Study text:
────────────────────

Plus, she admitted, a lot of politicians and civic leaders have large egos that sometimes get in the way of progress.

"In the long run, the egos can be the killer in a deal," she said. "You can shoot yourselves in the foot."

Clearly, something needs to be done, said native Toledoan David Mumford, who moved to the Atlanta area 16 years ago but keeps close tabs on his hometown.

"Every time I come home, the area looks worse," said the computer analyst for a hospital. "There's a lot of despair, a lot of hopelessness and frustration."

The 47-year-old added: "There appears to be no type of progressive thinking or vision. It just seems like they're going to stick with what they know and not think outside the box."

Despite the record, current civic leaders vow they will improve on attracting and keeping jobs.

Their optimism, they said, stems from the redesigned Regional Growth Partnership, which has a new director, $9 million in private money, and the role of lead marketing agency for the region.

Also, there's the proposed merger of the University of Toledo and the Medical University of Ohio, plus the Northwest Ohio Science and Technology Corridor proposed by UT president Dan Johnson to link those two schools with Bowling Green State University and Owens Community College.

"One of the most encouraging signs is that [the private sector] has stepped up with the money, they're on the new RGP board, and we have a new strategic plan," said James Hoffman, president of KeyBank in the Toledo region.

"Everybody's at the same table and that's really a big difference."

But seven years ago, former UT President Vic Kapoor suggested a local technology park that would attract high-tech businesses. No such park was built.

Limited progress in the MUO business park includes Shields Imaging, which has about a dozen employees to perform magnetic resonance imaging scans.

Mayor Finkbeiner said he plans to meet economic development officials in the area to set goals for jobs gained and retained. But no such meeting is scheduled, and the mayor is searching for a city economic development director.

During his previous tenure as mayor, Mr. Finkbeiner proposed a program in 1995 to spur economic development and jobs, but it is unclear what impact it had. He did not return two weeks of calls seeking comment.

Sticking with manufacturing as the key to job success could be the death knell, said labor economist Donald Grimes, a senior research specialist at the University of Michigan.

────────────────────

Data for review:
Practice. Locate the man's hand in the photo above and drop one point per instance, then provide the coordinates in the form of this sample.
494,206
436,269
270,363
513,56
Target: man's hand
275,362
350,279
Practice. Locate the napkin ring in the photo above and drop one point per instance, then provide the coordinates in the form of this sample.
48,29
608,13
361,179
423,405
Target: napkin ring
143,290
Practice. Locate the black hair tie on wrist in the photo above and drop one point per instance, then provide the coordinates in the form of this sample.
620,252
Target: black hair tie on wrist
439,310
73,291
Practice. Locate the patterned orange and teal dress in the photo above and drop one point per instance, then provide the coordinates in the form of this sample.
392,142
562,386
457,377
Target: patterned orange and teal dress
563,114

────────────────────

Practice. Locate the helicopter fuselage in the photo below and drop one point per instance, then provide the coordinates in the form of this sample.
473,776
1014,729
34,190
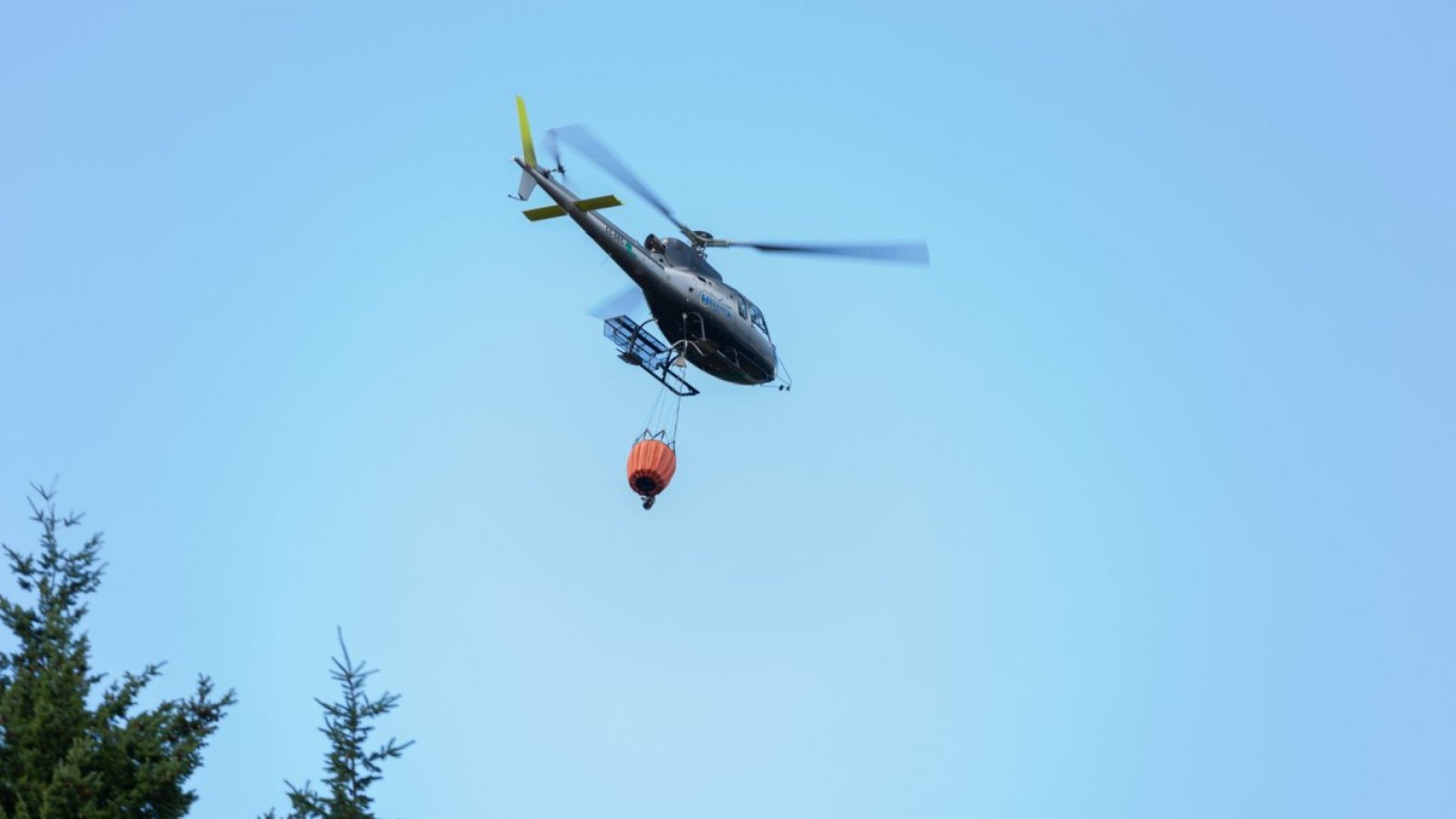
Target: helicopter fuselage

────────────────────

Exercise tasks:
(a) How much private money does the redesigned Regional Growth Partnership have, according to the text about Toledo's economy?
(b) Continue the text about Toledo's economy from its last sentence.
The material comes from a different source than the text about Toledo's economy.

Task-by-task results:
(a) $9 million

(b)
What that means, he said, is that Toledo officials can laud the recent news that General Motors Corp. plans to pour $500 million into its local transmission factory, but the focus should be on attracting knowledge-based companies.

A Rust Belt city like Toledo, he said, might be more realistic trying to replace factory jobs with professional ones in such fields as banking, architecture, law, and accountanting.

"High tech is sexy but it's not ever going to be a great producer of jobs," he said.

Mr. Weathers, of the growth partnership, said one of his initiatives is to create an Internet directory of what products local companies sell to help foster local purchasing and business.

More than two years ago, the agency used an $800,000 state grant to help create technology jobs and enhance the local industry. So far, 29 jobs have been created, with investment or increased sales of $7.5 million, the partnership said.

Still, local job-growth obstacles are significant.

The metro area is not gaining population, it has a factory-town image, it has a hefty union presence that is not attractive to some businesses, it is perceived as having high electricity rates for industry, and has not seemed to snare much in the way of venture capital or diverse jobs except for a spurt in warehousing and distribution employment.

KeyBank's Mr. Hoffman had said last summer that the growth partnership would "create 8,000 new jobs in five years and bring in $1 billion in capital investment."

So far, however, the area continues to lose jobs.

Although he thinks 8,000 new jobs is attainable, he said there is uncertainty how many local jobs will be lost as global outsourcing continues to grow.

"We may see modest growth but it won't be an increase necessarily of 8,000 jobs."